# Brief:
Print out every record exactly as it appears.

# Entries:
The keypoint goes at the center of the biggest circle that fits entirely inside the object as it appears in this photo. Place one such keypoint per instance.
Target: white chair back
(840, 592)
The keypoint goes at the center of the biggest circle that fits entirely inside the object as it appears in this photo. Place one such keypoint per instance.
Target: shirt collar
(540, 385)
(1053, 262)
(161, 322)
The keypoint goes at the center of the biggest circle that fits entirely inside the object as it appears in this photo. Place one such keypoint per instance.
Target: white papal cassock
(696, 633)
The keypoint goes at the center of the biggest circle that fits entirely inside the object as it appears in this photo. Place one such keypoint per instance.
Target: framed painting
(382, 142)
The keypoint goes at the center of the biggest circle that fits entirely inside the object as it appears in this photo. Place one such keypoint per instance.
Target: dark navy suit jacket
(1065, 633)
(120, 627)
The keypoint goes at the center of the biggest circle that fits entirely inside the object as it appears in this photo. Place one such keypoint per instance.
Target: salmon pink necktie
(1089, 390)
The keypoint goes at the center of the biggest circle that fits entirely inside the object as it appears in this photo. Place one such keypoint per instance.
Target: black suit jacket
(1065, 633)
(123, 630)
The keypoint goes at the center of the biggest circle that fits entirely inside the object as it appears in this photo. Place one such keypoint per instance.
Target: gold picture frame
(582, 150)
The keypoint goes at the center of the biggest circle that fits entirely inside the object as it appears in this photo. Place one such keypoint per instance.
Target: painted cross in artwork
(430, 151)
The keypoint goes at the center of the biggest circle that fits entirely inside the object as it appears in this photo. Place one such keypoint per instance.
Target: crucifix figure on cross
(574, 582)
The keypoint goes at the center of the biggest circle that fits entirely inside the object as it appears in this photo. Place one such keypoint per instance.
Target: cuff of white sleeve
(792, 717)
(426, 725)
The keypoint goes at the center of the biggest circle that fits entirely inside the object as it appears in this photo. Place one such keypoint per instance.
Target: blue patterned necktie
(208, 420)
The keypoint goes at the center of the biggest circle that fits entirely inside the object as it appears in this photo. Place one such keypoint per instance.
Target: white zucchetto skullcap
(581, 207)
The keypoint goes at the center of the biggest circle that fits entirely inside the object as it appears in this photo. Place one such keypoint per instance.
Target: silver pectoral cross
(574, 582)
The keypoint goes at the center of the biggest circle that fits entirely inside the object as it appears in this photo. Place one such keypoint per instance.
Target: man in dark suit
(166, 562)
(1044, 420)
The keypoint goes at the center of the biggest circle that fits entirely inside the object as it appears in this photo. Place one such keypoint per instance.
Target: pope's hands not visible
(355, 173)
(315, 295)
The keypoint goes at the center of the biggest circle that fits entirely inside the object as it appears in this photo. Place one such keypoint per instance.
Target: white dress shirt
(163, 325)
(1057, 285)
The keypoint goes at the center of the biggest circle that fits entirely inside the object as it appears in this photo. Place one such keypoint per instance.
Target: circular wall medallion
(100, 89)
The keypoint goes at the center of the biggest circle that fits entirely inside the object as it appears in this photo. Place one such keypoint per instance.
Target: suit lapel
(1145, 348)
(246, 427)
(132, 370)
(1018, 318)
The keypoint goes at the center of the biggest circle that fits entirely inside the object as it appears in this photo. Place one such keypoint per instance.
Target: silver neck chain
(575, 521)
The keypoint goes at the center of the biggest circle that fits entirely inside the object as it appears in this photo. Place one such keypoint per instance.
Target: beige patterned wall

# The output:
The keypoint goes at the center of the biggest circle that fits entirely inside the object as it appears in this photo. Place one such keypoint per instance.
Target: white chair back
(840, 592)
The keypoint goes at the center of the biggest circle that fits entirely inside the object as it appears in this photo. Place one such keypoint per instance.
Target: shirt collar
(540, 385)
(1053, 262)
(161, 322)
The keypoint goes at the center of the biggest circle that fits entirely inside the object as it appears in this photo. Place one such keypoint per instance.
Target: white papal cassock
(696, 633)
The keypoint goes at the center of the biggest circle that fits entirely inside the object as it appears in this photo. Place one such keypoint per instance.
Target: framed painting
(382, 142)
The keypoint goes at the center of the biggest circle that fits entirely inside the object as it appears in this photo. Place one such keypoint per instance.
Target: dark navy suit jacket
(1065, 633)
(120, 627)
The keypoint goes at the center of the biggest circle that fits entirely inside the object as it appears in this photo. Place one such keypoint per instance.
Target: salmon pink necktie
(1089, 390)
The keypoint goes at the center of the biggest circle that fits entirely inside the object as it appears in this photo. Place one such keypoint per instance.
Target: black suit jacket
(1065, 633)
(123, 630)
The keypoint goes at the center of the biggest circle that fits entirely inside the object as it appears in this photo. Place one such keypoint per instance.
Target: gold picture frame
(582, 150)
The keypoint goes at the center of the biggest circle that fits entirely inside the object as it appears in this photo. Place one such keypoint per instance.
Target: painted cross in artwork
(430, 151)
The keypoint goes at the center of the biggest circle that fits entirely inside the object as it appears in this photo. Place one such keypoint per instance.
Target: crucifix figure on cross
(574, 582)
The keypoint goes at the center of the biggest circle that fits entirely inside the object as it appears in this photo. Place one such keypoint per instance.
Target: cuff of white sleeve
(792, 717)
(426, 725)
The keypoint goes at the center of the biggest circle that fits entirely inside the object as it appears in this photo. Place one such keypoint per instance.
Target: blue patterned necktie
(208, 420)
The keypoint goes at the center of the biggest circle that fits entirely inside the object as it appears in this photo. Place one such keypoint per instance.
Target: white zucchetto skullcap
(581, 207)
The keypoint goes at the center of the biggest circle that fits entirely inside the object as it appears in this photo. Place one such keypoint per instance.
Target: silver pectoral cross
(574, 582)
The keypoint goes at the center of the biggest circle that fits entirely inside the object as it appears in this photo. Place one such keypoint per instance.
Target: man in dark suit
(166, 562)
(1044, 420)
The keypoint goes at the center of the biggest circle that fits entirely inside the object as it appears in this photo. Place one such keypoint per instance.
Target: pope's hands not visible
(355, 173)
(315, 295)
The keypoint goes at the center of the biggest circle that fits entirely inside the object as it appears in this photo. Place one such keypoint per instance.
Target: white dress shirt
(163, 325)
(1057, 285)
The keypoint goes at the center of the biggest circle that fits entirely inside the object as it appears in this photo. Place one such keypoint per instance.
Target: circular wall medallion
(100, 89)
The keypoint goes at the center of the biggest circle that fits entirely inside the object as it appears in this photo. Place one such keypoint per instance.
Target: suit lapel
(1145, 348)
(246, 427)
(132, 370)
(1018, 318)
The keypoint goes at the center of the biggest circle that fits entirely inside the object as it appears in this photo. Place one such keypoint per instance.
Target: silver neck chain
(575, 521)
The keypoint goes at the center of the biggest circle that fits entirely inside the object as it appears in this photo. Place one such keypoint per instance.
Target: beige patterned wall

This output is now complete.